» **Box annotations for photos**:
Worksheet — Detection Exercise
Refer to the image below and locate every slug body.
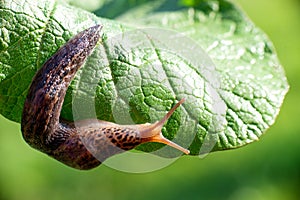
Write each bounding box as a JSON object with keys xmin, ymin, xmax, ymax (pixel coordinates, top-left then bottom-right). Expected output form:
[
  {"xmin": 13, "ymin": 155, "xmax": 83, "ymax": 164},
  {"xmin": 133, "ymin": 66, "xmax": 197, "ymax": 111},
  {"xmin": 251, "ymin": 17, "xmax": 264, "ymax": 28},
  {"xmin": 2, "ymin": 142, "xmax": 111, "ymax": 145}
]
[{"xmin": 21, "ymin": 25, "xmax": 189, "ymax": 169}]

» **To do**: Rewrite all of the data above, requests included, leaving out the pictures. Multiply each bounding-box coordinate in the answers by 1.75 and round to whole numbers with halves going up, but keep the sample coordinates in the requests unchanged.

» **Result below**:
Worksheet — Detection Exercise
Refer to the image below and locate every slug body.
Write each bounding box as a JSON object with keys xmin, ymin, xmax, ymax (pixel coordinates, top-left then bottom-right). Expected output form:
[
  {"xmin": 13, "ymin": 155, "xmax": 83, "ymax": 164},
  {"xmin": 133, "ymin": 66, "xmax": 197, "ymax": 111},
  {"xmin": 251, "ymin": 17, "xmax": 264, "ymax": 28},
  {"xmin": 2, "ymin": 142, "xmax": 111, "ymax": 145}
]
[{"xmin": 37, "ymin": 44, "xmax": 331, "ymax": 296}]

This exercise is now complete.